----- ESTRATTO DEL DOCUMENTO -----
Negli anni Sessanta – Settanta, le etichette prendevano un giovane e lo inserivano in un percorso di crescita. Oggi, invece, si immette sistematicamente un singolo sul mercato per vedere se quel prodotto può funzionare, salvo poi accompagnare l’artista alla porta dopo una o due mini-uscite se visualizzazioni o download non convincono”. Un problema che è il segno dei nostri tempi: “Tutto tende a essere rapido e veloce senza dare ai musicisti la possibilità o il tempo di sviluppare una maturità artistica”.
Se non altro, proprio grazie all’online, i dati di mercato sono comunque incoraggianti così come divulgato dalla Fimi (Federazione industriale musica italiana), sulla base del Global Music Report annuale, a cura dell’Ifpi (Industria fonografica internazionale). Nel 2020 il mercato globale della musica registrata è cresciuto del 7,4%, segnando il sesto anno consecutivo di crescita con ricavi complessivi pari a 21,6 miliardi di dollari. “La crescita”, rileva la Fimi, “trainata dallo streaming, è legata in particolare ai ricavi dagli abbonamenti premium, aumentati del 18,5%: alla fine del 2020 si registravano infatti 443 milioni di utenti di account in abbonamento a pagamento. La crescita dei ricavi in streaming ha più che compensato il calo dei ricavi di altri formati, inclusi il segmento fisico – diminuito del 4,7% – e i diritti connessi, diminuiti del 10,1% a causa della pandemia”.
----- MATERIALE PRESENTATO -----
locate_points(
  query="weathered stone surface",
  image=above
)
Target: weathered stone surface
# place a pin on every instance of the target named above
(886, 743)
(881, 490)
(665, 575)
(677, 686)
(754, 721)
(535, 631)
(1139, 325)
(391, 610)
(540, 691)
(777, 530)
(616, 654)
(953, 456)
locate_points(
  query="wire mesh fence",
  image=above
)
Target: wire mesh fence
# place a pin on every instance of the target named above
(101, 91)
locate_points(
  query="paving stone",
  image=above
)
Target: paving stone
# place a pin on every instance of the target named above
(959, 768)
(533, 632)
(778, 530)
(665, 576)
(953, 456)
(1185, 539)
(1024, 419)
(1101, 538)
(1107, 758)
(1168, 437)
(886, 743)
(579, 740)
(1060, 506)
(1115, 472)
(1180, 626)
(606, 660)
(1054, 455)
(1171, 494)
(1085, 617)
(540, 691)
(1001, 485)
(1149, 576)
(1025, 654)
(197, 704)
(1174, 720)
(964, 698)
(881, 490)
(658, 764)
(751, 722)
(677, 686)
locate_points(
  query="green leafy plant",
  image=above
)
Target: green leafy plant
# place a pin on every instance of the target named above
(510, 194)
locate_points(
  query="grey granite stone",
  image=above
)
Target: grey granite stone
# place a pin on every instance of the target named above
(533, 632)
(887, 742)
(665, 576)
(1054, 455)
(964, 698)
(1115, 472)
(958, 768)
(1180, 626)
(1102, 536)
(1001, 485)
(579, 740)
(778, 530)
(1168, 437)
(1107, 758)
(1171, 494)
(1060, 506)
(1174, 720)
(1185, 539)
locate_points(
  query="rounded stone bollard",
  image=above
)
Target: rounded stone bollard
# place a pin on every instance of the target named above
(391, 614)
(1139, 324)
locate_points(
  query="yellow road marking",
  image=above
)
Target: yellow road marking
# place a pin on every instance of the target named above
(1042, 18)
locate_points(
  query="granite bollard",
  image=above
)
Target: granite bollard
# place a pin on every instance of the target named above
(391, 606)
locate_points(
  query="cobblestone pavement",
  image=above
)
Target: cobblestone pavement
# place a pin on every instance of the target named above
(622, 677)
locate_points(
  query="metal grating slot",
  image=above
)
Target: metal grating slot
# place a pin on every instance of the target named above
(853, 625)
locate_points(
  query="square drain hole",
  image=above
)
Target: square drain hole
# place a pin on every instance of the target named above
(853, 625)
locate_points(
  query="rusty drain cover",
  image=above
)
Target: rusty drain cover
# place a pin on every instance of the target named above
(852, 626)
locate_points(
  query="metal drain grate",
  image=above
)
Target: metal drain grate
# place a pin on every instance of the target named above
-----
DOMANDE SUL MATERIALE:
1. Stabilisca se le seguenti affermazioni concordano con l'estratto sul mercato musicale, rispondendo sì o no e citando le parole decisive del testo: (a) nel 2020 il mercato globale della musica registrata è cresciuto per il sesto anno consecutivo; (b) nel 2020 il segmento fisico ha registrato un aumento; (c) alla fine del 2020 gli utenti di account in abbonamento a pagamento erano 443 milioni.
2. Secondo l'estratto sul mercato musicale, di quanto sono aumentati i ricavi dagli abbonamenti premium?
3. Prosegua l'estratto sul mercato musicale a partire dalla sua ultima frase.
Le righe riportate sopra costituiscono materiale a sé stante rispetto all'estratto.

RISPOSTE PER NUMERO:
1.
(a) Sì: "segnando il sesto anno consecutivo di crescita".
(b) No: "diminuito del 4,7%".
(c) Sì: "alla fine del 2020 si registravano infatti 443 milioni di utenti di account in abbonamento a pagamento".

2. Del 18,5%.

3.
In un anno decisamente complesso per la musica, l’Italia ha mostrato una forte affermazione dei consumi digitali, che hanno registrato una notevole impennata negli abbonamenti streaming premium, i cui ricavi hanno visto un incremento del 29,77% superando i 104 milioni di euro. “Si registra una significativa affermazione dei consumi anche sulle piattaforme social”, sottolineano dalla federazione, “dove i ricavi dai modelli sostenuti dalla pubblicità sono cresciuti del 31,59% raggiungendo complessivamente 38,9 milioni di euro; e non è da meno il video streaming, che segna + 24,97%. Il grande utilizzo di canali come Instagram e Facebook durante la pandemia ha dato un’accelerata a queste piattaforme, oltre ai tradizionali servizi come Spotify, Amazon Music, Apple Music e altri.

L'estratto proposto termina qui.